** Opening Dataset block **

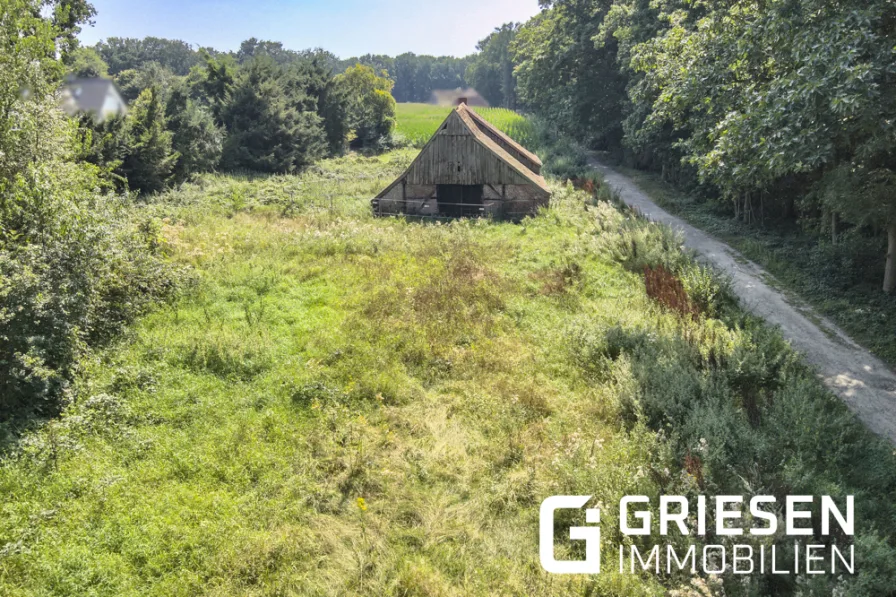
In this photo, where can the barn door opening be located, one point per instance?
(459, 201)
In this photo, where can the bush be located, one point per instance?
(75, 264)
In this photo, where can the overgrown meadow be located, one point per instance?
(417, 123)
(342, 405)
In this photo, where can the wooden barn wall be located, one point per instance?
(460, 159)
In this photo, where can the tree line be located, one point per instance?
(263, 109)
(782, 107)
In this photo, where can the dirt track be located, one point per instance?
(862, 380)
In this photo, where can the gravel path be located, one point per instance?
(862, 380)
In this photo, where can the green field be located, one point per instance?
(344, 405)
(418, 122)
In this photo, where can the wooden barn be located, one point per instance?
(468, 169)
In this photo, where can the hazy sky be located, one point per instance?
(345, 27)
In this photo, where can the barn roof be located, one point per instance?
(464, 122)
(520, 152)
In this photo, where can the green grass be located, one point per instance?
(344, 405)
(841, 281)
(418, 122)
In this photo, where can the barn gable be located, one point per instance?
(468, 152)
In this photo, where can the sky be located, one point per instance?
(345, 27)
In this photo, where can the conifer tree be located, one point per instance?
(150, 165)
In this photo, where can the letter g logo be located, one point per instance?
(591, 536)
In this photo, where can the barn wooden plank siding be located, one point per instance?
(469, 168)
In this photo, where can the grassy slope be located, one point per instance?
(843, 282)
(323, 358)
(344, 405)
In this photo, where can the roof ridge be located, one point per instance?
(480, 120)
(502, 153)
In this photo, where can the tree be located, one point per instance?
(69, 261)
(133, 82)
(214, 81)
(195, 136)
(490, 72)
(87, 63)
(269, 130)
(371, 107)
(314, 75)
(125, 53)
(149, 167)
(564, 75)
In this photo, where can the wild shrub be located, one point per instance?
(744, 415)
(666, 289)
(75, 264)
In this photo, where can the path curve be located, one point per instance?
(862, 380)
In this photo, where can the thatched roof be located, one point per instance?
(464, 131)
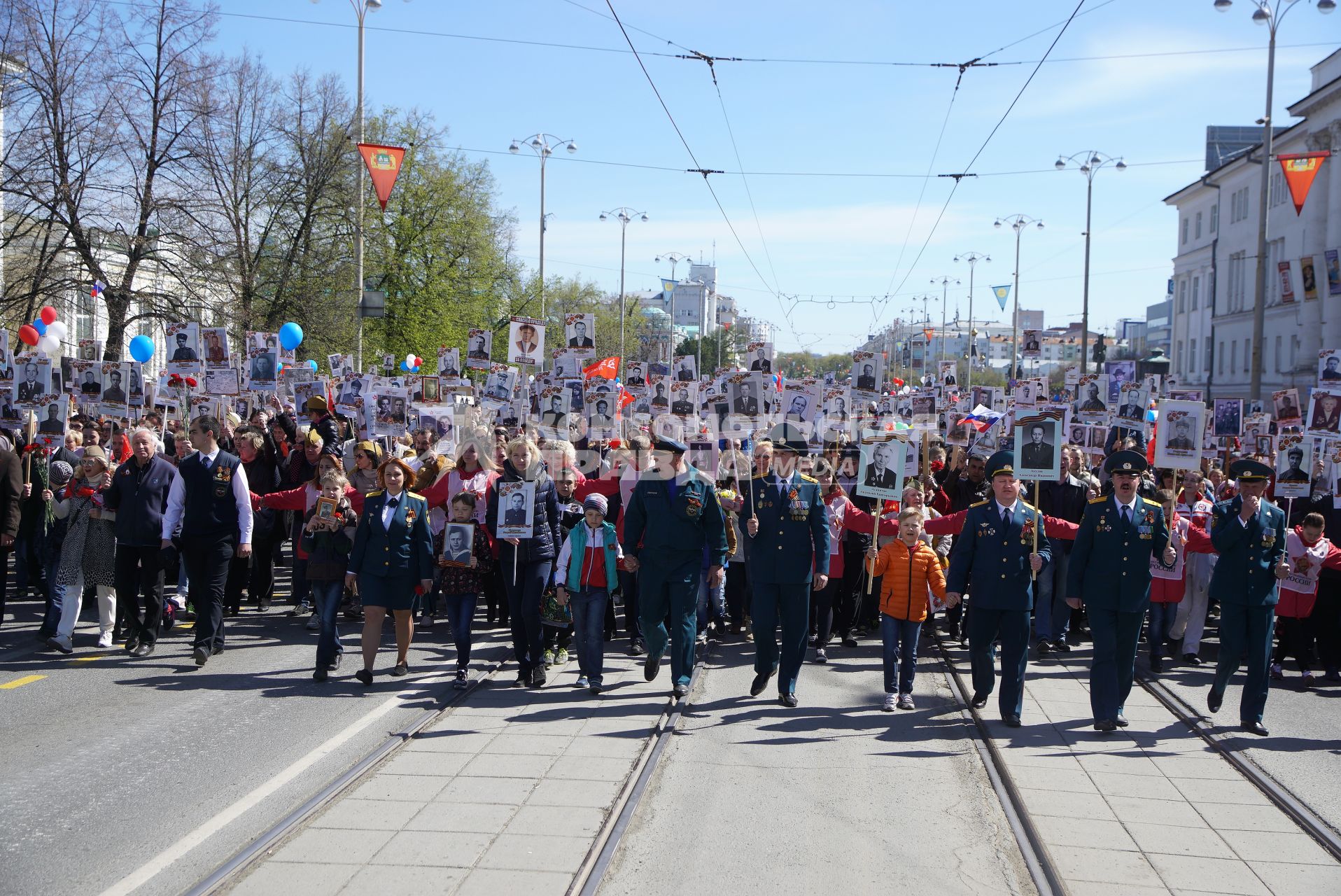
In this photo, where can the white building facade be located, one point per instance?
(1215, 267)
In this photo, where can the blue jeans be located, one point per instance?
(326, 598)
(1162, 617)
(461, 610)
(899, 639)
(589, 631)
(1052, 615)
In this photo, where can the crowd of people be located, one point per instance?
(626, 545)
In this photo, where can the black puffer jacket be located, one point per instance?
(543, 544)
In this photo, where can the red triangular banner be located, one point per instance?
(605, 369)
(384, 164)
(1300, 171)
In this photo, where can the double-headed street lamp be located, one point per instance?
(624, 215)
(361, 10)
(1088, 162)
(1266, 14)
(973, 259)
(541, 145)
(1018, 224)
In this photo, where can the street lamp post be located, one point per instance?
(1266, 14)
(1018, 224)
(624, 215)
(541, 145)
(361, 10)
(1088, 162)
(973, 258)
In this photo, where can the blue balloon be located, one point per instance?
(290, 336)
(141, 349)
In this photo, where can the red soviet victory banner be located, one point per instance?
(384, 164)
(1300, 171)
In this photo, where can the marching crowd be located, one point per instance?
(631, 544)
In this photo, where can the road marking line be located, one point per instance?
(209, 828)
(19, 683)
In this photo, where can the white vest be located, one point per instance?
(1305, 564)
(1178, 540)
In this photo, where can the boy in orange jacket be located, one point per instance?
(911, 572)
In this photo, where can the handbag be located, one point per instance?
(554, 613)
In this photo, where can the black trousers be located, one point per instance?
(207, 566)
(140, 585)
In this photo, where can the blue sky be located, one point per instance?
(810, 235)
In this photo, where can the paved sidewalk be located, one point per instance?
(830, 797)
(1149, 808)
(503, 794)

** Closing Dataset block **

- **Problem description**: Could you print all of the entries exactly, skipping the images?

- **Response area**:
In this photo, where can the barn door opening be located, one point per instance?
(459, 201)
In this photo, where can the bush be located, one point per instance?
(75, 264)
In this photo, where can the overgrown meadow be located, one point per instance?
(417, 123)
(342, 405)
In this photo, where can the wooden barn wall be located, one point per instance?
(460, 159)
In this photo, where can the tree line be located, one point per instance?
(263, 109)
(782, 107)
In this photo, where can the dirt track be located, one point per instance?
(862, 380)
In this photo, where can the gravel path be located, one point per instance?
(862, 380)
In this photo, where can the green field be located, one point per instance?
(344, 405)
(418, 122)
In this photo, where can the wooden barn be located, one point per instance?
(468, 169)
In this photo, where can the hazy sky be located, one point per instance?
(345, 27)
In this photo, where can the barn roof be located, one point per instance?
(464, 122)
(520, 152)
In this photo, where can the green grass be located, one point per instance?
(344, 405)
(841, 281)
(418, 122)
In this photo, where can the barn gable be located, one point per instance?
(468, 152)
In this photo, where can the sky be located, one point per instance?
(345, 27)
In this photo, where can the conifer tree be located, one point per instance?
(150, 165)
In this photo, where can the letter g logo be located, one point per instance?
(591, 536)
In this photo, where can the barn wooden plank siding be located, one point per instance?
(469, 168)
In this photo, where can the grassy slope be located, one point per instance?
(843, 282)
(323, 358)
(344, 405)
In this photo, where can the roof ridge be located, one point per instance?
(480, 120)
(502, 153)
In this photo, where can the tree be located, one point per instance?
(69, 261)
(133, 82)
(214, 81)
(195, 136)
(490, 72)
(87, 63)
(269, 130)
(371, 107)
(314, 75)
(125, 53)
(149, 167)
(564, 75)
In this photo, where can the wild shrub be located, one point per instance?
(744, 415)
(666, 289)
(75, 264)
In this photo, where can the path curve be located, one point per instance?
(862, 380)
In this photo, where can the thatched roof be located, one point per instance?
(464, 131)
In this photo, where can the white building facade be located, one point per instance?
(1215, 267)
In this photo, where can the blue jeans be located, one point per instance?
(326, 598)
(1162, 617)
(461, 610)
(899, 639)
(589, 631)
(1052, 615)
In this photo, where can the crowd of people be located, one point per instance?
(626, 545)
In this photo, where can the black puffer jacket be located, one point per instance?
(543, 544)
In this photo, where can the red triangular banner be located, one point per instance?
(605, 369)
(384, 164)
(1300, 171)
In this photo, where can the double-headed street lamp be located, one point per instance?
(624, 215)
(361, 10)
(1088, 162)
(1266, 14)
(973, 259)
(541, 145)
(1018, 224)
In this photo, where can the street lamp post be located, one point per instance?
(1266, 14)
(1018, 224)
(624, 215)
(541, 145)
(361, 10)
(1088, 162)
(973, 258)
In this photo, where can the blue balloon be located, one point per instance?
(290, 336)
(141, 349)
In this photo, where can the red soviet victory banner be located, one point per instance?
(384, 164)
(1300, 171)
In this photo, where can the marching crowd be located, one point per instance?
(631, 544)
In this photo, where can the road marking line be located, one point per instance?
(209, 828)
(19, 683)
In this photo, where can the white vest be located, one point per instance?
(1305, 564)
(1178, 540)
In this photo, where can the boy in orange jacket be located, one point per instance?
(911, 572)
In this photo, where can the handbag be located, one point per instance?
(554, 613)
In this photo, where can the black trousers be located, one point per instance?
(207, 566)
(140, 585)
In this photo, where can the blue sky be located, one point per instance?
(810, 235)
In this photo, where can the paved sidewalk be located, one point per instance?
(830, 797)
(1149, 808)
(503, 794)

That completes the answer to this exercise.